── Input records

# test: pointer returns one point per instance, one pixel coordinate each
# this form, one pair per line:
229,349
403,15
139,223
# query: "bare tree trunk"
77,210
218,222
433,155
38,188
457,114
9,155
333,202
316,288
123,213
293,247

────

Work to complete. All of the records should be repeated precisely as written.

Expected output.
# test: pointer returns one point per instance, one pixel coordinate each
# this form, one pair per line:
229,349
403,15
139,223
# query: "bare tree trunk"
77,210
218,222
433,155
38,188
457,114
9,155
333,202
316,288
123,213
293,247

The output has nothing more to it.